▶ _What you need to do_
Please write out all the entries exactly, without the pictures.

Segment Start: Data provided

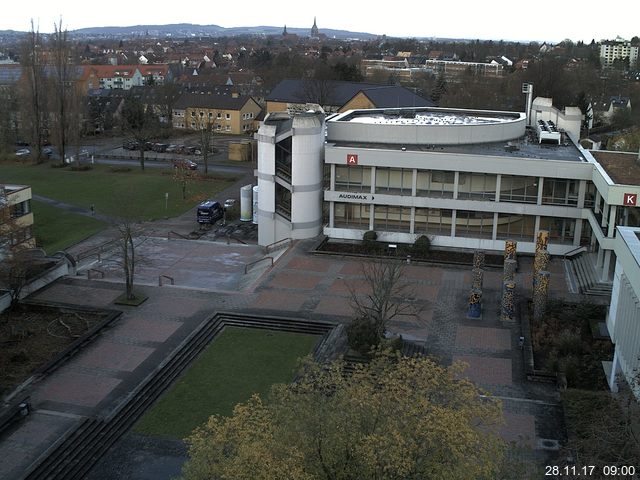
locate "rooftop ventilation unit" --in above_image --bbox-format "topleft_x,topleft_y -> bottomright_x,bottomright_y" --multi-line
537,120 -> 561,145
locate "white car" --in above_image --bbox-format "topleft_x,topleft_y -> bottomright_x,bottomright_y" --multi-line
15,148 -> 31,156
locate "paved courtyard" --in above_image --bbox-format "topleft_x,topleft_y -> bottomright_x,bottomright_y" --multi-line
0,232 -> 570,479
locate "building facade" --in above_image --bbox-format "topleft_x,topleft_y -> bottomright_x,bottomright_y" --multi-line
255,112 -> 325,246
256,107 -> 640,285
172,93 -> 261,134
600,40 -> 639,68
607,226 -> 640,397
0,184 -> 35,259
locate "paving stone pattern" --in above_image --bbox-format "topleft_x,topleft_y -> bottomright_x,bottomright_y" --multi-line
0,234 -> 570,479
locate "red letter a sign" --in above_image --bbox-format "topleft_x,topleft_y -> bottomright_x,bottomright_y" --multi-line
346,154 -> 358,165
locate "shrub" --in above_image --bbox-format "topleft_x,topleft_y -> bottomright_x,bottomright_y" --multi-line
413,235 -> 431,258
346,316 -> 381,356
363,230 -> 377,242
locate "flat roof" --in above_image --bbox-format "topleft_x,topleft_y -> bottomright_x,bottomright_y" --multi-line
329,128 -> 587,163
591,151 -> 640,186
336,107 -> 520,126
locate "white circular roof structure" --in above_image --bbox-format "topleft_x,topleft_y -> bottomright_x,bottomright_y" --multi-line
328,107 -> 527,146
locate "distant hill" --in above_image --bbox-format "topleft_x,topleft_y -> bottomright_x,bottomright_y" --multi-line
69,23 -> 379,40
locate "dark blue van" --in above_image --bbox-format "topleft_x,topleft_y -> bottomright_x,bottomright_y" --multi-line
197,200 -> 224,224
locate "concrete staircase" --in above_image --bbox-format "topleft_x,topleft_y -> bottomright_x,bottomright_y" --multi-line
566,253 -> 613,297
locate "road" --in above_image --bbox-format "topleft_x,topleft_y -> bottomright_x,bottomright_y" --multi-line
89,156 -> 251,175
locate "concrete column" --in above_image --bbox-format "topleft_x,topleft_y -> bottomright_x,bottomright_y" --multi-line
607,205 -> 617,237
453,171 -> 460,199
370,167 -> 376,194
535,230 -> 549,253
450,210 -> 457,237
537,177 -> 544,205
467,288 -> 482,319
501,281 -> 516,322
602,250 -> 612,282
594,190 -> 601,214
533,270 -> 550,322
597,245 -> 604,268
472,268 -> 484,290
573,219 -> 583,246
330,164 -> 336,190
602,201 -> 609,228
495,174 -> 502,202
410,207 -> 415,235
492,212 -> 498,240
329,201 -> 335,228
411,168 -> 417,197
504,240 -> 517,261
369,204 -> 375,231
609,349 -> 621,393
577,180 -> 586,209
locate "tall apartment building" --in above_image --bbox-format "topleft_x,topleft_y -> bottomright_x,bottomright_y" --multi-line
599,39 -> 639,68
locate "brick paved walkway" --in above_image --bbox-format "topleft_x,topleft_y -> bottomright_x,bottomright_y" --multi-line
0,234 -> 569,478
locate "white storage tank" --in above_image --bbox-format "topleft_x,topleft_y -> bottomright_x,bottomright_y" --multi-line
240,184 -> 253,222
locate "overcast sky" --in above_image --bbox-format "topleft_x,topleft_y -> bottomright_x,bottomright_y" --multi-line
3,0 -> 638,43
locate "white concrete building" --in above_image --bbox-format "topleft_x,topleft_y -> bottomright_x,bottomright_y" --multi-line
255,112 -> 325,246
530,97 -> 583,141
255,107 -> 640,284
599,39 -> 639,68
607,226 -> 640,396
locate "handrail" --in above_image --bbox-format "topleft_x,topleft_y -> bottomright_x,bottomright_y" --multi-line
87,269 -> 105,280
168,230 -> 189,240
76,238 -> 119,262
244,257 -> 273,274
159,275 -> 174,286
563,245 -> 587,259
264,238 -> 292,254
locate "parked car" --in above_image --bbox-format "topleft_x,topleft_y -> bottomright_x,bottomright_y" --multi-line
172,159 -> 198,170
42,147 -> 54,157
15,148 -> 31,156
197,200 -> 224,224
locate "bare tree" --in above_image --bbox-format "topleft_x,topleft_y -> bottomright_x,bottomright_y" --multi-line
117,219 -> 137,301
195,114 -> 216,174
120,95 -> 160,171
19,20 -> 47,162
172,163 -> 198,200
347,260 -> 420,353
50,18 -> 80,166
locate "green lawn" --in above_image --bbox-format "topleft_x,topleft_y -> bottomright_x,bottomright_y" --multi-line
1,161 -> 237,220
134,327 -> 319,439
32,200 -> 107,254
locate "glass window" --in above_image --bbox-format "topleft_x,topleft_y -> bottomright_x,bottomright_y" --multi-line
416,170 -> 454,198
335,166 -> 371,192
539,216 -> 575,244
334,202 -> 370,229
541,178 -> 578,206
457,172 -> 497,201
454,210 -> 494,238
217,112 -> 222,119
415,208 -> 453,236
225,113 -> 231,120
499,175 -> 538,204
496,214 -> 536,241
373,206 -> 411,232
375,168 -> 412,195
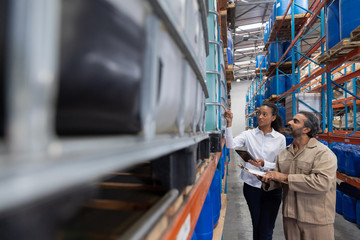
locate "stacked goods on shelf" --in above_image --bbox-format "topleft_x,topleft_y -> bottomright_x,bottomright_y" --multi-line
283,41 -> 299,62
267,42 -> 284,66
57,0 -> 146,135
326,0 -> 340,50
285,93 -> 321,123
340,0 -> 360,39
264,74 -> 295,98
226,28 -> 234,66
332,143 -> 360,177
255,55 -> 268,70
56,0 -> 207,137
336,182 -> 360,227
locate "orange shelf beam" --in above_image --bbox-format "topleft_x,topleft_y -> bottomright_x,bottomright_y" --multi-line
336,172 -> 360,189
316,133 -> 360,145
161,141 -> 225,240
332,99 -> 360,109
311,68 -> 360,92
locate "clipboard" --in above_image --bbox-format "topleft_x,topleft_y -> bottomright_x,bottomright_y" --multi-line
235,150 -> 256,162
238,164 -> 288,184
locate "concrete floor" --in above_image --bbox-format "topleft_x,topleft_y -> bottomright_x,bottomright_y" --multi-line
222,81 -> 360,240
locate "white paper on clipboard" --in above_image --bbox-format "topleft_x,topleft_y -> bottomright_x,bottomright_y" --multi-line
246,168 -> 266,176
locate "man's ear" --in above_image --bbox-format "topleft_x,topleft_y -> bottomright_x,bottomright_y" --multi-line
303,127 -> 311,134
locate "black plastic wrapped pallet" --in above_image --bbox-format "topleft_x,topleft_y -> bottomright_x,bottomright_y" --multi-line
209,133 -> 222,152
151,145 -> 197,192
0,0 -> 7,138
198,138 -> 210,160
56,0 -> 145,135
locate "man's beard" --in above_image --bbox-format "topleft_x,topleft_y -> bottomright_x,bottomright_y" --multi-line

Segment End: Data provided

▶ _Response area_
locate "rooftop ventilation unit" --in above_image --bbox-format "topleft_x,topleft_y -> bottomright_x,bottomright_y" --multi-line
537,120 -> 561,145
locate "white car" --in above_image --bbox-format "topleft_x,topleft_y -> bottomright_x,bottomright_y" --multi-line
15,148 -> 31,156
locate "paved courtyard" --in above_image --bbox-format "topleft_x,topleft_y -> bottomright_x,bottomright_y" --multi-line
0,232 -> 570,479
locate "building facade" --in above_image --bbox-format "topleft_x,topleft_y -> bottomright_x,bottomright_y" --multi-line
255,112 -> 325,246
256,107 -> 640,285
172,93 -> 261,134
600,40 -> 639,68
607,226 -> 640,397
0,184 -> 35,259
locate "paving stone pattern" --in above_image --bbox-format "topleft_x,topleft_y -> bottomright_x,bottomright_y" --multi-line
0,234 -> 570,479
locate "red letter a sign" --in above_image --bbox-format "topleft_x,topleft_y -> bottomright_x,bottomright_y" --multi-line
346,154 -> 358,165
locate "shrub" --in above_image --bbox-format "topleft_x,topleft_y -> bottomright_x,bottomright_y" --multi-line
413,235 -> 431,258
346,316 -> 381,356
363,230 -> 377,242
locate "flat roof" --in above_image --bbox-format "topleft_x,topleft_y -> bottomright_x,bottomright_y" --multi-line
329,128 -> 587,163
591,151 -> 640,186
336,107 -> 520,126
locate "white circular roof structure" --in above_image --bbox-format "topleft_x,topleft_y -> bottomright_x,bottomright_y" --multi-line
328,107 -> 527,146
locate "distant hill" --in above_image --bbox-format "topleft_x,topleft_y -> bottomright_x,bottomright_y" --multi-line
69,23 -> 379,40
locate "dark blue van" --in above_image --bbox-format "topleft_x,topleft_y -> bottomright_x,bottomright_y" --multi-line
197,200 -> 224,224
locate "concrete staircase" --in above_image --bbox-format "topleft_x,topleft_y -> bottomright_x,bottomright_y" --multi-line
566,253 -> 613,297
locate "road" --in above_image --bbox-format "topleft_x,topleft_y -> bottomright_x,bottomright_y" --multi-line
89,156 -> 251,175
locate "concrete column" --in above_image --bbox-format "topleft_x,topleft_y -> bottomright_x,bottomright_y" --multi-line
607,205 -> 617,237
453,171 -> 460,199
370,167 -> 376,194
535,230 -> 549,253
450,210 -> 457,237
537,177 -> 544,205
467,288 -> 482,319
501,281 -> 516,322
602,250 -> 612,282
594,190 -> 601,214
533,270 -> 550,322
597,245 -> 604,268
472,268 -> 484,290
573,219 -> 583,246
330,164 -> 336,190
602,201 -> 609,228
495,174 -> 502,202
410,207 -> 415,235
492,212 -> 498,240
329,201 -> 335,228
411,168 -> 417,197
504,240 -> 517,261
369,204 -> 375,231
609,349 -> 621,393
577,180 -> 586,209
locate "tall apartment building" --in above_image --bbox-format "topleft_x,topleft_y -> bottomright_x,bottomright_y" --multi-line
599,39 -> 639,68
locate "brick paved walkway" --in above_image --bbox-format "topleft_x,topleft_y -> bottomright_x,bottomright_y" --multi-line
0,234 -> 569,478
locate "white storage tank" --in above_image --bbox-format "topleft_x,topleft_y -> bottomright_x,bottomright_y" --multi-line
240,184 -> 253,222
locate "overcast sky" --in above_image --bbox-format "topleft_x,topleft_y -> bottomright_x,bottomright_y" --multi-line
3,0 -> 638,43
locate "white concrete building" --in above_image --bbox-format "topleft_x,topleft_y -> bottomright_x,bottomright_y" --multi-line
255,112 -> 325,246
530,97 -> 583,141
255,107 -> 640,284
599,39 -> 639,68
607,226 -> 640,396
locate "handrail" --in above_image --bbox-format "topleft_x,topleft_y -> bottomright_x,bottomright_y" --multi-line
87,269 -> 105,280
168,230 -> 189,240
76,238 -> 119,262
244,257 -> 273,274
159,275 -> 174,286
563,245 -> 587,259
264,238 -> 292,254
locate "parked car" --in above_image --bbox-format "topleft_x,topleft_y -> bottomright_x,bottomright_y" --multi-line
172,159 -> 198,170
42,147 -> 54,157
15,148 -> 31,156
197,200 -> 224,224
locate "bare tree" --in above_image --bbox-format "topleft_x,topleft_y -> bottomright_x,bottomright_y" --multi-line
117,219 -> 137,301
195,114 -> 216,174
120,95 -> 160,171
19,20 -> 47,162
172,163 -> 198,200
347,260 -> 420,353
50,18 -> 80,166
locate "green lawn" --in above_image --bbox-format "topleft_x,topleft_y -> bottomright_x,bottomright_y" --multi-line
1,161 -> 237,220
134,327 -> 319,439
32,200 -> 107,254
locate "glass window" --in above_image --bbox-format "topleft_x,topleft_y -> bottomright_x,bottomright_y" --multi-line
416,170 -> 454,198
335,166 -> 371,192
539,216 -> 575,244
334,202 -> 370,229
541,178 -> 578,206
457,172 -> 497,201
454,210 -> 494,238
217,112 -> 222,119
415,208 -> 453,236
225,113 -> 231,120
499,175 -> 538,204
496,214 -> 536,241
373,206 -> 411,232
375,168 -> 412,195
locate "stacked goods on shelf" --in above_image --bbox-format "topleft_x,topleft_y -> bottomright_x,bottomright_y" --multi-line
283,41 -> 299,62
267,42 -> 284,66
57,0 -> 146,135
326,0 -> 340,50
285,93 -> 321,123
340,0 -> 360,39
264,74 -> 295,98
226,28 -> 234,66
332,143 -> 360,177
255,55 -> 268,70
56,0 -> 207,137
336,182 -> 360,227
locate "orange shelf beam" --in above_image --bbox-format "topleft_x,topleft_y -> bottomright_x,bottomright_y" --multi-line
336,172 -> 360,189
316,133 -> 360,145
161,141 -> 225,240
332,99 -> 360,109
311,68 -> 360,92
locate "clipboard" --in above_image --bbox-format "topleft_x,topleft_y -> bottomright_x,bottomright_y" --multi-line
235,150 -> 256,162
238,164 -> 288,184
locate "concrete floor" --in above_image --bbox-format "topleft_x,topleft_y -> bottomright_x,bottomright_y" --multi-line
222,81 -> 360,240
locate "white paper on clipboard" --in above_image --bbox-format "topleft_x,topleft_y -> bottomright_x,bottomright_y" --multi-line
246,168 -> 266,176
locate "man's ear" --in above_image --bbox-format "topleft_x,topleft_y -> bottomright_x,bottomright_y" --multi-line
303,127 -> 311,134
locate "black plastic wrapped pallet" --in above_image --bbox-format "topleft_x,topleft_y -> bottomright_x,bottomright_y" --multi-line
209,133 -> 222,152
151,145 -> 197,192
0,0 -> 7,138
198,138 -> 210,160
56,0 -> 145,135
locate "man's beard" --in above_image --bbox-format "topleft_x,topleft_y -> bottomright_x,bottomright_y" --multi-line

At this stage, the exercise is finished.